- EXERCISE GOAL
Pull out each line of the records that includes the string "link".

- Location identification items
>>

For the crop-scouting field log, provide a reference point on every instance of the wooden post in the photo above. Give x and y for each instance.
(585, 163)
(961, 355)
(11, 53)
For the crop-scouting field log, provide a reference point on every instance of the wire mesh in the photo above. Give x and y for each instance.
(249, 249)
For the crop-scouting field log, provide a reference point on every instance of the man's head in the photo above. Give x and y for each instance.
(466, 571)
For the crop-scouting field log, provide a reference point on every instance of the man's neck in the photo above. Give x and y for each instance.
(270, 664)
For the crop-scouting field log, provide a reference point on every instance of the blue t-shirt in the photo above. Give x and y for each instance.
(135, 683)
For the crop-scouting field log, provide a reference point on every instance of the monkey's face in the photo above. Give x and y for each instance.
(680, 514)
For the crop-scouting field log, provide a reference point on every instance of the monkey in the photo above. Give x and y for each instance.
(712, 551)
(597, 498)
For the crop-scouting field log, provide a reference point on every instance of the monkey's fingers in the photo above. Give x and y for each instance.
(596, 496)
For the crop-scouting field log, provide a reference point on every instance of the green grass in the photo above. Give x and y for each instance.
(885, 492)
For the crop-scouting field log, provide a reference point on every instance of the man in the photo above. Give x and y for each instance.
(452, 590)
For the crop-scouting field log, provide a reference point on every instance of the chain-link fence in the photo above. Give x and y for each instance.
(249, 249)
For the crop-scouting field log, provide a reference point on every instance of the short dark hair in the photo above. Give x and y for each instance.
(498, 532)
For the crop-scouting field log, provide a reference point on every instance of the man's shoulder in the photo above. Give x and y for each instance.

<<
>>

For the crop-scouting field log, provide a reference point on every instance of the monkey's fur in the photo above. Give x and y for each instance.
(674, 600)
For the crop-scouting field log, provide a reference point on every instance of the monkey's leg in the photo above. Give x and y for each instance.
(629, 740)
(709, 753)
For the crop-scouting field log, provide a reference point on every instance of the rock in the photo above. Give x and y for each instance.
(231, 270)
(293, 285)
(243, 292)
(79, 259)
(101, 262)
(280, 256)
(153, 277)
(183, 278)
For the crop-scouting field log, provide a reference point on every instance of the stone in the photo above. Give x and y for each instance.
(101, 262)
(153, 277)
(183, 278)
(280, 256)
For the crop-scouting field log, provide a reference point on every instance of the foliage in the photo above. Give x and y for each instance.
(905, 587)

<<

- ANSWER TO THE TASK
For the crop-scouting field log, provide a reference point on every instance of the chain-link fence in the photo above. Give x and y for each instance.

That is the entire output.